§ What you will do
In the records below, begin at the line that contains "User intent: tap on the river." and stop after the line that contains "[6,81,640,359]", including both of those lines. Give these lines as a numbered list, leaving out any blank lines.

§ Stored rows
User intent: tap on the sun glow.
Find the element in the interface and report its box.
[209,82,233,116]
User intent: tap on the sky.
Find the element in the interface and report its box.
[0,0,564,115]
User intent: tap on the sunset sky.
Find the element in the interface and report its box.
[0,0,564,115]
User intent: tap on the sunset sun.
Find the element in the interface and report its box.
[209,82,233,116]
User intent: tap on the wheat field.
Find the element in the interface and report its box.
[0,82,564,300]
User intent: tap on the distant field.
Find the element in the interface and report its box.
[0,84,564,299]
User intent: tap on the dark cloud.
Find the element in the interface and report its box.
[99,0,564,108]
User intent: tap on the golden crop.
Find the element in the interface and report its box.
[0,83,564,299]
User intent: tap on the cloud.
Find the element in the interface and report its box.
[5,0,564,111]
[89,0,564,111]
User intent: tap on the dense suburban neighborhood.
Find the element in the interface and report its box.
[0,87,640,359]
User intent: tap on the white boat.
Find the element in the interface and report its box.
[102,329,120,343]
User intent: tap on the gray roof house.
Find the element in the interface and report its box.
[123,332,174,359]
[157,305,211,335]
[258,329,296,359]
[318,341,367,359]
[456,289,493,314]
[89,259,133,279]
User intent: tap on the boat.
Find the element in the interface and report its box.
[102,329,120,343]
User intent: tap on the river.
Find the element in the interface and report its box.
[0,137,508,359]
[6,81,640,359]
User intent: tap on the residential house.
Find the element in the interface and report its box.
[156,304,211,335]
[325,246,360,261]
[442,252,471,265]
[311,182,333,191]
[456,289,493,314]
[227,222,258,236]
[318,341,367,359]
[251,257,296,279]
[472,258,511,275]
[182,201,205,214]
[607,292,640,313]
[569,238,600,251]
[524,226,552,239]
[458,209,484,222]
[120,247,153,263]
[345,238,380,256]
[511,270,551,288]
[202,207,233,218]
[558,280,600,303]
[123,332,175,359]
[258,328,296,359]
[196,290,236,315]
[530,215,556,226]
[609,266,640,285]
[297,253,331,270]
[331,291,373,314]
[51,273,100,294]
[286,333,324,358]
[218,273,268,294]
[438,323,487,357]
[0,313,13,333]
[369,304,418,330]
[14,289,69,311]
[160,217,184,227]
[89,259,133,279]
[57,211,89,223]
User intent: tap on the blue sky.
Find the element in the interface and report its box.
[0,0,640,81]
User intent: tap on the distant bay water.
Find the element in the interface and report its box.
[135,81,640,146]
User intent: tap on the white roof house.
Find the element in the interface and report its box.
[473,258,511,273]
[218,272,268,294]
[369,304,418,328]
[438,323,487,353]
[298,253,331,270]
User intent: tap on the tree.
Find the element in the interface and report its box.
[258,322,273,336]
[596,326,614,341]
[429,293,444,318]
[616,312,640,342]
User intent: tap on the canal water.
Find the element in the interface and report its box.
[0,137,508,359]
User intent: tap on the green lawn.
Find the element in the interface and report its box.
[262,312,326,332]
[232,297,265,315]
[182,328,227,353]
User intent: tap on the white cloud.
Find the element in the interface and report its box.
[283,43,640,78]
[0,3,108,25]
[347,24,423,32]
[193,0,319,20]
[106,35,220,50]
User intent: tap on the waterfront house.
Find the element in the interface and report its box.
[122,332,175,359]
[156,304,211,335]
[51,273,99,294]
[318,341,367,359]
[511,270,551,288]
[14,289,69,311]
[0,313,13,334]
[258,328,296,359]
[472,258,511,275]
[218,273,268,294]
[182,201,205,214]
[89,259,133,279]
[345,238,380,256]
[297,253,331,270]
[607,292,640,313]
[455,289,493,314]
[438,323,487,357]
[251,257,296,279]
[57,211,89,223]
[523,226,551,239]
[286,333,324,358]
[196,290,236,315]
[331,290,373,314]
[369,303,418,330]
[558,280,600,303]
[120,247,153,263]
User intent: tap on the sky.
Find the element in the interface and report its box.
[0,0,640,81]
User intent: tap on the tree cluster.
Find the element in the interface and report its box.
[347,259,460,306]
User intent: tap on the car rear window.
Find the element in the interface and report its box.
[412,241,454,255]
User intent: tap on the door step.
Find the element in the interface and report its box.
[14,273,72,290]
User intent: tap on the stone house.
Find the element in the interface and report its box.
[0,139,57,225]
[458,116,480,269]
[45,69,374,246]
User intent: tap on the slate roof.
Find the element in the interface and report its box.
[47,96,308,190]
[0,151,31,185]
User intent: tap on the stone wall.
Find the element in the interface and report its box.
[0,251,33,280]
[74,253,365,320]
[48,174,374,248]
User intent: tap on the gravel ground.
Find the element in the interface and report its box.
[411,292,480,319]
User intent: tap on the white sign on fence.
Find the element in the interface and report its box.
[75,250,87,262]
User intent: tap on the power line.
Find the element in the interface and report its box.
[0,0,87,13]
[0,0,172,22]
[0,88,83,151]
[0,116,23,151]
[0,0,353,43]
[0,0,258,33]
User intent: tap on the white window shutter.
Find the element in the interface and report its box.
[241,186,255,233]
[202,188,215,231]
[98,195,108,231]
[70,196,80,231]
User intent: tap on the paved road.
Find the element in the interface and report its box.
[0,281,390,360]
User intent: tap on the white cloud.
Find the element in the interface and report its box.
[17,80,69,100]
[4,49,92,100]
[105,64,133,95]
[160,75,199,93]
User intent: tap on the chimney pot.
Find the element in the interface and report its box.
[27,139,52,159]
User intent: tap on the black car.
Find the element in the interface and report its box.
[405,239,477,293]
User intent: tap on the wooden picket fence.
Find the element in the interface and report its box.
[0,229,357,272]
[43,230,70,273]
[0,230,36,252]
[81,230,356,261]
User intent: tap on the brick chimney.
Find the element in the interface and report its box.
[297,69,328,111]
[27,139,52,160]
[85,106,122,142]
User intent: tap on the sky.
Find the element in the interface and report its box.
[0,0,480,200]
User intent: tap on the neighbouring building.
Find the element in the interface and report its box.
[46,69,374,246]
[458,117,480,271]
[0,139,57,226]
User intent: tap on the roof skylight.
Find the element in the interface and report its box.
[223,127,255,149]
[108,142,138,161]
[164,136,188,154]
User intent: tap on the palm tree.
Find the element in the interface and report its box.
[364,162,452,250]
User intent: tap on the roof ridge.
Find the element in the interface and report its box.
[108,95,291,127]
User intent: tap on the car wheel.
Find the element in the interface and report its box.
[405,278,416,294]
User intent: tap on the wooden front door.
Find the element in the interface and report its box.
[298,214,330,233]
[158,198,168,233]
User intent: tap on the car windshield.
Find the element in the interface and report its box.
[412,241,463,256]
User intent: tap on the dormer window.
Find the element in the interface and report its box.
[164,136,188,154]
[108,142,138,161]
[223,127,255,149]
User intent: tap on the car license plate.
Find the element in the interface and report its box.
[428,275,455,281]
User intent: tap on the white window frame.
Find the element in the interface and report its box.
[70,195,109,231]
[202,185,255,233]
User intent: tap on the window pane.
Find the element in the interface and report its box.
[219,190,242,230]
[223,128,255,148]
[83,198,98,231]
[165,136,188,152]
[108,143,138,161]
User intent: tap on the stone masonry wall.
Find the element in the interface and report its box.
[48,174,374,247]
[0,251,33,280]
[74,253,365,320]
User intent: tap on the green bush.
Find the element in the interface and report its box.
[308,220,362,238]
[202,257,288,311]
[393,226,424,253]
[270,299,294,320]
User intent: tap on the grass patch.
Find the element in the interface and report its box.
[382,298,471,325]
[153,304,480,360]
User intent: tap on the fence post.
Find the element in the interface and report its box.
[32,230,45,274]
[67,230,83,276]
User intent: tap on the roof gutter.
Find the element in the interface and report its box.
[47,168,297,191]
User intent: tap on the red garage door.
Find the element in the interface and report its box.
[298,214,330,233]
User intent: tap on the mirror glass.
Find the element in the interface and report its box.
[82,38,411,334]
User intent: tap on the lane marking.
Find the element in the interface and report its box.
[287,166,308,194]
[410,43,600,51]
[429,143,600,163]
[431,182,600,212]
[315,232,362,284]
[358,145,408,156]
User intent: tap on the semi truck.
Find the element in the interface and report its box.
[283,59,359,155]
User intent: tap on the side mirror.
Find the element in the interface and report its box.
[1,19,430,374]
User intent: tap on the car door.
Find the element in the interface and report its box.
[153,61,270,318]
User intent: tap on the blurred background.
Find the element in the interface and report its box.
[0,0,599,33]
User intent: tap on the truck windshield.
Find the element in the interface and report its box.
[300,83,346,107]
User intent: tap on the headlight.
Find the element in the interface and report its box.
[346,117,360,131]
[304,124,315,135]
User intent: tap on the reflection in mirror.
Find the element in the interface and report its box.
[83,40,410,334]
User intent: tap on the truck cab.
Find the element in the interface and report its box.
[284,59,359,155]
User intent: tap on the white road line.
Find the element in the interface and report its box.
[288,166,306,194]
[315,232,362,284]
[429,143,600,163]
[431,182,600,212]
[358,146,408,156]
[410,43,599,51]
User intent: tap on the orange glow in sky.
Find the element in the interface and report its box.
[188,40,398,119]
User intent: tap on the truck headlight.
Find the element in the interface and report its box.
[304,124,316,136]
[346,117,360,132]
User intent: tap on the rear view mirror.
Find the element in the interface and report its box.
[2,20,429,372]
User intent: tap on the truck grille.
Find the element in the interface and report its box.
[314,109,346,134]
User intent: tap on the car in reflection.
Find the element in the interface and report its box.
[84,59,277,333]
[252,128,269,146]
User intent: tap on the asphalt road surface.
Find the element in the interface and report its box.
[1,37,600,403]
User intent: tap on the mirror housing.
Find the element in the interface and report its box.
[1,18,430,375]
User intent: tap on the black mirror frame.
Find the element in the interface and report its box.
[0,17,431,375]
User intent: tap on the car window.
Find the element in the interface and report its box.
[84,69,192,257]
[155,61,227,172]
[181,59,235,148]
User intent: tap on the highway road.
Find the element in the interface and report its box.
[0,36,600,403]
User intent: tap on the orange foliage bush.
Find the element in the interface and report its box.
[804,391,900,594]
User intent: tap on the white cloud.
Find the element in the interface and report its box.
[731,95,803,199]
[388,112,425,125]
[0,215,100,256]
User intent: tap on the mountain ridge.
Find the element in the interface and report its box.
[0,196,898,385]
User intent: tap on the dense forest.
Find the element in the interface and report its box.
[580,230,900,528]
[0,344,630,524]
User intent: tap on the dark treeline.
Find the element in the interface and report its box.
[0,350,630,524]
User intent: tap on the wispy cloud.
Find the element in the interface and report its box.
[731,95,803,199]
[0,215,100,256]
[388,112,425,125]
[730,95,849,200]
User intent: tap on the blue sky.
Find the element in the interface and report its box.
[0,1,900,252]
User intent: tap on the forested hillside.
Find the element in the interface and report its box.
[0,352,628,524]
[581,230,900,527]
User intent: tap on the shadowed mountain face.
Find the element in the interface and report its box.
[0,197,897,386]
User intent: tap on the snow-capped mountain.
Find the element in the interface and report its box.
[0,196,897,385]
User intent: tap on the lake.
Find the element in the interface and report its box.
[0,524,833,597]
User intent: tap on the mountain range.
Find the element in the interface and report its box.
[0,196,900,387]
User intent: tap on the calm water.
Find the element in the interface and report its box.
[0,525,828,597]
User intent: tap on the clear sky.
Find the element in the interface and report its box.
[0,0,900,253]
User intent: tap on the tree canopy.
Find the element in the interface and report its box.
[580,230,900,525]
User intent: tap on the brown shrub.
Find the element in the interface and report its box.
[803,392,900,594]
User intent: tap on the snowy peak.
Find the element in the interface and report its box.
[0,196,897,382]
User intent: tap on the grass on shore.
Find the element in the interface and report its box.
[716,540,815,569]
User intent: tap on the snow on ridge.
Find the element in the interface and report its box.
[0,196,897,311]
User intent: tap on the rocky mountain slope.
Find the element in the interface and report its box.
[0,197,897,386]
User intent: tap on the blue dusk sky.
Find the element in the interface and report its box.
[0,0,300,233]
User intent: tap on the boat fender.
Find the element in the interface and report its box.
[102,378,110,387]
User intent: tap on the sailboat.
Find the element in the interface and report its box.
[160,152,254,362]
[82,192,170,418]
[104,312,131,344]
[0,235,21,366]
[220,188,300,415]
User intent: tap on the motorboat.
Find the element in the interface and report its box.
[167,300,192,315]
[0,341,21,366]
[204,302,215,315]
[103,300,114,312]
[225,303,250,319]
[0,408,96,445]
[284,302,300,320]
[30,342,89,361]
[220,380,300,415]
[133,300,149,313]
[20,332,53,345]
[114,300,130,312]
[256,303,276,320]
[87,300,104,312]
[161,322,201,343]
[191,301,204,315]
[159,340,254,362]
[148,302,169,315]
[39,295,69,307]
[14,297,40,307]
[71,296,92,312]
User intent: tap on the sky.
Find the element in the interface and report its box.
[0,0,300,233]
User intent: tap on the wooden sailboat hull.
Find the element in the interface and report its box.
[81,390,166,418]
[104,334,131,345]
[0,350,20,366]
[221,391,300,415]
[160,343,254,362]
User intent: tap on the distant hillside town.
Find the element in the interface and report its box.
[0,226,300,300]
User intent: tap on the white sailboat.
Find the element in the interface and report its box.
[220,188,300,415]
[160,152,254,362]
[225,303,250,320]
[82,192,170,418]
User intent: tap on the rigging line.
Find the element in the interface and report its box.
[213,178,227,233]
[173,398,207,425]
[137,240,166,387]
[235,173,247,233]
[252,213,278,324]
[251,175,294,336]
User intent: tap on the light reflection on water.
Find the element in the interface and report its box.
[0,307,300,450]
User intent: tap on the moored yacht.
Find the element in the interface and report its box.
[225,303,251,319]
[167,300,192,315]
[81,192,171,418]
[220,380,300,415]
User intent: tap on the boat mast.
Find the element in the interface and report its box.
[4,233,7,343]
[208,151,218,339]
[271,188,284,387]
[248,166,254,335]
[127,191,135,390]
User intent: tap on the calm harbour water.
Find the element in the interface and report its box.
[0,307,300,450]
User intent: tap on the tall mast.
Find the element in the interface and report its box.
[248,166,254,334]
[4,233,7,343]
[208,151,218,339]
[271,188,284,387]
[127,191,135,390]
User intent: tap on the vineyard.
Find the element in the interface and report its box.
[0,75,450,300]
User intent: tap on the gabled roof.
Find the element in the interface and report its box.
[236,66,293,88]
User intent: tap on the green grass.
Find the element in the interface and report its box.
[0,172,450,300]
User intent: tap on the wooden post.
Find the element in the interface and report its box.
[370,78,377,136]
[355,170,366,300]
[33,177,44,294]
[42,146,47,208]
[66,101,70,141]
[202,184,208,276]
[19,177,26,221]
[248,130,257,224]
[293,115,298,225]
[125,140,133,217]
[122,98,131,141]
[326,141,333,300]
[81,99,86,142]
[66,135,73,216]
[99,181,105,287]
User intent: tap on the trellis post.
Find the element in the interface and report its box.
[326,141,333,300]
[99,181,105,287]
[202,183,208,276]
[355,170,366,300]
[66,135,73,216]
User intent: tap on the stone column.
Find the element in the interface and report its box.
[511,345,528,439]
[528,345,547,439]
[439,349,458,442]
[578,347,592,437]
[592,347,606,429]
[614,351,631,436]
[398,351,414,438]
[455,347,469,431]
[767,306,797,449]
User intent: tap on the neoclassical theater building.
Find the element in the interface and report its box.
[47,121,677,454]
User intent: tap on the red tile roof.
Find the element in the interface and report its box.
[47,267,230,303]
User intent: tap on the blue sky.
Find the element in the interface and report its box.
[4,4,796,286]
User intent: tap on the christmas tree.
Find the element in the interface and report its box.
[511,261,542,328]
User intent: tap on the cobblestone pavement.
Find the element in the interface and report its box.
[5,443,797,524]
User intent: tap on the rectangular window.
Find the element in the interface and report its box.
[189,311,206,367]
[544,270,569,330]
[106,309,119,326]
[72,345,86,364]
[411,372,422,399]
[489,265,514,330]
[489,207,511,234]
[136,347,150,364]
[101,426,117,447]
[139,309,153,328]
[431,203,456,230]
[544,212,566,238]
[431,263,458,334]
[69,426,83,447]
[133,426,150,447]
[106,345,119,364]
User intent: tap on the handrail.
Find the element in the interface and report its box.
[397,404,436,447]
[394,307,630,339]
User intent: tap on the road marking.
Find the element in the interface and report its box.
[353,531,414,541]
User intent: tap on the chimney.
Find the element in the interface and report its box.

§ Solution for this exercise
1. User intent: tap on the river.
2. Find the element in the interface and report its box.
3. [0,137,508,359]
4. [6,81,640,359]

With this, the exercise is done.